- **Activities**:
- a) Rewrite the paragraph of the fundraising passage that begins "Yes, folks, this is how we choose a president" as a short list that keeps its main facts.
- b) Reproduce the fundraising passage word for word, beginning at the words "Yes, folks, this" and stopping after "million for Obama.".
- c) Finish out the next part of the fundraising passage, picking up after its final line.

BEGIN Passage for review

Yes, folks, this is how we choose a president in this country: Grab that cash with both hands and make a stash. The first primary is effectively over, and Hillary Clinton and Mitt Romney lead the begging and scraping for loot at $26 and $21 million respectively. On the GOP side, Rudy came in second at $15 million, with McCain trailing at third with $12.5 million. Meanwhile, for the Dems: John Edwards has $14 million, Bill Richardson $6 million, Chris Dodd $4 million, and Joe Biden a clean, articulate $3 million. Still obviously missing, Barack Obama, who is rumored to be up around the 20 mark. While I hate to indulge this stupid financing system, I hope it’s something like that, as I’m still rooting for he or Edwards over Sen. Clinton in the primary, and the Clinton money machine is, without a doubt, a sleek, well-oiled contraption. Update: Make that $25 million for Obama.

The GOP’s Twin TTs.

END Passage for review
BEGIN Listed entries

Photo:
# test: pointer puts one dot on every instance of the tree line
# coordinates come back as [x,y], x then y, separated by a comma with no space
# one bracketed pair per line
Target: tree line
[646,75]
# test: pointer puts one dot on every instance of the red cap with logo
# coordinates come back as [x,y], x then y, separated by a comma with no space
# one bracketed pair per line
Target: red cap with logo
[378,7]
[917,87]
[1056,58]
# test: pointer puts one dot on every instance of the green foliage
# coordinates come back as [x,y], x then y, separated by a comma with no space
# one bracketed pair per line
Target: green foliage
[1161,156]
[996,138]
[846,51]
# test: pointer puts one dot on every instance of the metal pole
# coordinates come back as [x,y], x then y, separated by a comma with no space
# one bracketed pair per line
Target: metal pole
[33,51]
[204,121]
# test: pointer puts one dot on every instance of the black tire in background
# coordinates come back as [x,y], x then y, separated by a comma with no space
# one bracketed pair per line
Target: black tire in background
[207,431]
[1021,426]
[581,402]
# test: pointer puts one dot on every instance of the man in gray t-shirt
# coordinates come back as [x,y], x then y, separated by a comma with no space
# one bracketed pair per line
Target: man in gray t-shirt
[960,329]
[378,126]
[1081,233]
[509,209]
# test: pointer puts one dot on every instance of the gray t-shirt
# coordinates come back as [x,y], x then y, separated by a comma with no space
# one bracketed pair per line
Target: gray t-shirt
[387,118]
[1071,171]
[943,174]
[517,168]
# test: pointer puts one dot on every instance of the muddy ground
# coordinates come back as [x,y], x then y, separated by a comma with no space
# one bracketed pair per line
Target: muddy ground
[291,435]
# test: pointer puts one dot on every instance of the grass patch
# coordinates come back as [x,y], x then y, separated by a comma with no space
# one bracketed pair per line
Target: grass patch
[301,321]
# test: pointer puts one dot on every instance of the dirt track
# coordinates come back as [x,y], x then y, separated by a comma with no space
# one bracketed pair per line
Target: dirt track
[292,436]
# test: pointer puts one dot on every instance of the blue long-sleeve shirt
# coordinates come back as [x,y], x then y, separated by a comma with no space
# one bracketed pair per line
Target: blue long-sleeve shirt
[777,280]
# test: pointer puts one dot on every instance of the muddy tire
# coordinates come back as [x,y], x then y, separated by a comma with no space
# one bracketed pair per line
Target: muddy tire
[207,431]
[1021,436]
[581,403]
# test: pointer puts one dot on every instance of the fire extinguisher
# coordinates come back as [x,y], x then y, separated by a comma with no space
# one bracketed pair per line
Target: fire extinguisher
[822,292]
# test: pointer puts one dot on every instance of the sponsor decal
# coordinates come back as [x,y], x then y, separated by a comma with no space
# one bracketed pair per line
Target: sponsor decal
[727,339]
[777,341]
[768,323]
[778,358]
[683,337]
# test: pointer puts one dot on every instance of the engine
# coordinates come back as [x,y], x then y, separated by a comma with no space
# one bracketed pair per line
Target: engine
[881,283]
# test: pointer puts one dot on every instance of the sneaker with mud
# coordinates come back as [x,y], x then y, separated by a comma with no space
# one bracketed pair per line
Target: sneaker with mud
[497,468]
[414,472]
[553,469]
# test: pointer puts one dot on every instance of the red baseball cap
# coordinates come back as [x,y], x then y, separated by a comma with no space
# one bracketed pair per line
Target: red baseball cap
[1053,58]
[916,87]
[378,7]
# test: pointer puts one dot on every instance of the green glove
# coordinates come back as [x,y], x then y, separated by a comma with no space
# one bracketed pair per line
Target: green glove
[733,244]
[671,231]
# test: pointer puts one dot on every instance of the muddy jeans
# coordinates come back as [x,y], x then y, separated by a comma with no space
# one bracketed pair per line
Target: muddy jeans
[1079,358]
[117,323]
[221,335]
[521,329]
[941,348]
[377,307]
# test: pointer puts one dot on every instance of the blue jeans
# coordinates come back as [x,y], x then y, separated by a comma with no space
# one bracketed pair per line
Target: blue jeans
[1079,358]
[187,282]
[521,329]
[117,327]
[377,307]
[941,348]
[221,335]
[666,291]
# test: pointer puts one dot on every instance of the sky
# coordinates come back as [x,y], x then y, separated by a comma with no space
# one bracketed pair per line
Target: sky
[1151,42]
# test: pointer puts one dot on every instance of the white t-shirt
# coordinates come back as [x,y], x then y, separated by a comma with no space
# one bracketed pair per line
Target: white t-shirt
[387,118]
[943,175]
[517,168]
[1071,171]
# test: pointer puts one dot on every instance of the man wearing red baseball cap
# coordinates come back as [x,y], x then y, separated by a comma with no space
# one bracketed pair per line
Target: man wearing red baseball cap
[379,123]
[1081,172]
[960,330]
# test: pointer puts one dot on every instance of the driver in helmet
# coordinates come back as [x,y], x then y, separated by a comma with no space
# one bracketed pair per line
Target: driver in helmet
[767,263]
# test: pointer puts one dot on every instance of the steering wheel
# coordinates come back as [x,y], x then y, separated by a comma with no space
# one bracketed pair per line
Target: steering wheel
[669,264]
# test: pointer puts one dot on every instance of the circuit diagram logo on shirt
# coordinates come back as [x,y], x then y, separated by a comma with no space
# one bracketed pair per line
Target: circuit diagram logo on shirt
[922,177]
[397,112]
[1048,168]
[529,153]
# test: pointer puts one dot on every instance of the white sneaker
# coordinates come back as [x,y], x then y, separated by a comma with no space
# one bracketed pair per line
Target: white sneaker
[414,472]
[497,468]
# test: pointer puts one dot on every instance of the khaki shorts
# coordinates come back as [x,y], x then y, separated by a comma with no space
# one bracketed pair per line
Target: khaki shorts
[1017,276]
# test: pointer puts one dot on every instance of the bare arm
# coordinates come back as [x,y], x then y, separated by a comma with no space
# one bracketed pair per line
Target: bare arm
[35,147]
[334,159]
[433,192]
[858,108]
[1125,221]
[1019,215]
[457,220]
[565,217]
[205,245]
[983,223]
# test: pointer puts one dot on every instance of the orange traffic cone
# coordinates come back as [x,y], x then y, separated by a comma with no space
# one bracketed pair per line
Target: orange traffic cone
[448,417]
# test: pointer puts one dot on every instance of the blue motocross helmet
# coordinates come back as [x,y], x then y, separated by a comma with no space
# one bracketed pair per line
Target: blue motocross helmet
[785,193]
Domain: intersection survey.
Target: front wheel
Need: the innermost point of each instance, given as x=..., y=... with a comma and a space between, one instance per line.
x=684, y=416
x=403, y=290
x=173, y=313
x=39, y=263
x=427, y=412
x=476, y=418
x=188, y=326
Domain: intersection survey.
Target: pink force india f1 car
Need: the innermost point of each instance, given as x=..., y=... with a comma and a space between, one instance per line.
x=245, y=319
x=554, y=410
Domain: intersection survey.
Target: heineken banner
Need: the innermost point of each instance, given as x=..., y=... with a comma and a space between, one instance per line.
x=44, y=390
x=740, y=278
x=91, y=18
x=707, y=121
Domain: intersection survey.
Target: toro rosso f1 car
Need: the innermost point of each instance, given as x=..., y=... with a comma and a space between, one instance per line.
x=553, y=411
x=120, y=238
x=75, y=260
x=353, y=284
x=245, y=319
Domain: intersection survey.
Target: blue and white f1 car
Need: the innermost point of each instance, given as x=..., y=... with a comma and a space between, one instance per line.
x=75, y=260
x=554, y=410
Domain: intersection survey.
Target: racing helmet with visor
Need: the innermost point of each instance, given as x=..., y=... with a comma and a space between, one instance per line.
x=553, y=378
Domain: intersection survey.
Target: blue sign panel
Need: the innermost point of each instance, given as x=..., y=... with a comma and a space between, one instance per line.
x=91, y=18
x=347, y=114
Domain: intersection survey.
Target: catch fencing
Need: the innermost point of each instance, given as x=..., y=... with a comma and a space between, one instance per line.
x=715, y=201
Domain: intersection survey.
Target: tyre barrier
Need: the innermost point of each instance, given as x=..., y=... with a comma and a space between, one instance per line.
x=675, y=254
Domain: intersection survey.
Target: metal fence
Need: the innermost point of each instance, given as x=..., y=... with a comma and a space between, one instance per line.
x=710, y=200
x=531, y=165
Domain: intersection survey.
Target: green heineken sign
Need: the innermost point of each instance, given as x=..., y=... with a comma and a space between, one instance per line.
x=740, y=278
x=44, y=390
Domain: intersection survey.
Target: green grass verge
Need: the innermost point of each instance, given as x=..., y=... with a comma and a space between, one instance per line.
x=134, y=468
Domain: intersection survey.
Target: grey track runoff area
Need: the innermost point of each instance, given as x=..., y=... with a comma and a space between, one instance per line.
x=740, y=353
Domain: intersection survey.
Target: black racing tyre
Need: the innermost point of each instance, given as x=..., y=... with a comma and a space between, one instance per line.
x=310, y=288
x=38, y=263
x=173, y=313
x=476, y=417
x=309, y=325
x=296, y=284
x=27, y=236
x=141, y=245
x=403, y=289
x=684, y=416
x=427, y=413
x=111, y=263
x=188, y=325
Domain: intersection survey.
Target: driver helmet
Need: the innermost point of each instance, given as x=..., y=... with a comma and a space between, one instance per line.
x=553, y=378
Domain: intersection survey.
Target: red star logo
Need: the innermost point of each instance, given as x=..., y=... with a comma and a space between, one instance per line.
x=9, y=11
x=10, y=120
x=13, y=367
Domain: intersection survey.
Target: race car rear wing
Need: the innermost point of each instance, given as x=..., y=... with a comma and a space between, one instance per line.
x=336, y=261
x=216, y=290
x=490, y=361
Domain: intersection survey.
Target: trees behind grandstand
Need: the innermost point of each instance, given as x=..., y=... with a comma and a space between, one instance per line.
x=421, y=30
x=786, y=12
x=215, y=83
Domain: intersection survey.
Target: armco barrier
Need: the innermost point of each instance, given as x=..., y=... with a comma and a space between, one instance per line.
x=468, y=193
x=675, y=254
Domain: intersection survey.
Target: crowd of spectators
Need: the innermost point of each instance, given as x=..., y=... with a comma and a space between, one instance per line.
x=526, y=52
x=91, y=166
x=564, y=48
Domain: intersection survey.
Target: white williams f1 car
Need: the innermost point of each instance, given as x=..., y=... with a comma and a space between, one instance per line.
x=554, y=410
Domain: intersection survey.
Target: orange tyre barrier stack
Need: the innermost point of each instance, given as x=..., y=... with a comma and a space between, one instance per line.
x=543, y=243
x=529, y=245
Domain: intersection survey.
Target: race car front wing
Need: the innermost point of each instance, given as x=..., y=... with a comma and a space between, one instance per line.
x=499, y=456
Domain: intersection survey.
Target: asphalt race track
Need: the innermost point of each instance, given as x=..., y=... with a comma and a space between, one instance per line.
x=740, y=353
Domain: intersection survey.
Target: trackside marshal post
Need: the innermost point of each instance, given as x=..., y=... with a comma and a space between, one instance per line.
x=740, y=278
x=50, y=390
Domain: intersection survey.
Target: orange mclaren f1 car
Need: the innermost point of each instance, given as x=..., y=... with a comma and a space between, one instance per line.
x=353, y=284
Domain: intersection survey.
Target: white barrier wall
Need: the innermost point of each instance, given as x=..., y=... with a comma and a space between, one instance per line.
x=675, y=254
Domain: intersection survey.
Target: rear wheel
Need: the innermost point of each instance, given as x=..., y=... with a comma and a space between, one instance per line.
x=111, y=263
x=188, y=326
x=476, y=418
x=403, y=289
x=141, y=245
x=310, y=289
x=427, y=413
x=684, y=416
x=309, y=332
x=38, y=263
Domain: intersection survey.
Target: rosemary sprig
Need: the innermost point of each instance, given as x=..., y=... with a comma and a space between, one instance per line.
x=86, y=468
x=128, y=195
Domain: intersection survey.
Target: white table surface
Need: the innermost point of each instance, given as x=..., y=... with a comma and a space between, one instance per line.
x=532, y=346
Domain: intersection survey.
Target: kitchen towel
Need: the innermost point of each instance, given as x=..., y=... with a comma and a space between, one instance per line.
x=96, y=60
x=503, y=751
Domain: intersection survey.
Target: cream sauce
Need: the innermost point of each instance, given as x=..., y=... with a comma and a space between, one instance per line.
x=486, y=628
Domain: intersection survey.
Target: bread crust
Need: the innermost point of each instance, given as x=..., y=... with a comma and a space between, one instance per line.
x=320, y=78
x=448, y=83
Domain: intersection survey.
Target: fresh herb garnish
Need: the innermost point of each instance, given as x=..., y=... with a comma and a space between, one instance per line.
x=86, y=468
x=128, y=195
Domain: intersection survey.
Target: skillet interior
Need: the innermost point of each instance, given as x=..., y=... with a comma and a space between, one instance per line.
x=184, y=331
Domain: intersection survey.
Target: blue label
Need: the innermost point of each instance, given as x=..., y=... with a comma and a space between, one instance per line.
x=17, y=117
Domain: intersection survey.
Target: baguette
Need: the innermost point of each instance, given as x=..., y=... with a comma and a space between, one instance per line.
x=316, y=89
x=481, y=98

END Listed entries

- **Results by task**:
- a)
- With the first primary effectively over, Hillary Clinton leads the fundraising at $26 million and Mitt Romney at $21 million.
- On the Republican side, Rudy is second at $15 million and McCain third at $12.5 million.
- Among Democrats, John Edwards has $14 million, Bill Richardson $6 million, Chris Dodd $4 million, and Joe Biden $3 million.
- Barack Obama's total was missing at first and was rumored to be near $20 million. An update puts it at $25 million.
- The writer dislikes the financing system but hopes Obama or Edwards beats Sen. Clinton in the primary, since the Clinton money machine is a sleek, well-oiled contraption.

- b)
Yes, folks, this is how we choose a president in this country: Grab that cash with both hands and make a stash. The first primary is effectively over, and Hillary Clinton and Mitt Romney lead the begging and scraping for loot at $26 and $21 million respectively. On the GOP side, Rudy came in second at $15 million, with McCain trailing at third with $12.5 million. Meanwhile, for the Dems: John Edwards has $14 million, Bill Richardson $6 million, Chris Dodd $4 million, and Joe Biden a clean, articulate $3 million. Still obviously missing, Barack Obama, who is rumored to be up around the 20 mark. While I hate to indulge this stupid financing system, I hope it’s something like that, as I’m still rooting for he or Edwards over Sen. Clinton in the primary, and the Clinton money machine is, without a doubt, a sleek, well-oiled contraption. Update: Make that $25 million for Obama.

- c)
In related news, two more Republicans enter the 2008 fray: former Wisconsin Governor and HHS head Tommy Thompson and Colorado congressman Tom Tancredo. Well, it’s good news for alliteration. And, moreover, Tancredo is going to hammer the immigration issue like there’s no tomorrow, which will mean a lot of uncomfortable shuffling by the main contenders during the GOP primary debates, so as not to turn off swing voters everywhere. But I’ll bet dollars to donuts neither of these fellows gets anywhere close to the nomination.

The “Ethical Spectacle.”


Worse, today’s progressives fail to tap into America’s collective unconscious through spectacle, which Duncombe defines as ‘a way of making an argument…through story and myth, fears and desire, imagination and fantasy.’ Republican Party leaders don’t hesitate to derive inspiration from Madison Avenue and Hollywood. George W. Bush’s ‘Mission Accomplished’ photo-op may have backfired, but it demonstrated an impressive commitment to spectacle. In this way, Republicans are actually far more populist than the New Democrats.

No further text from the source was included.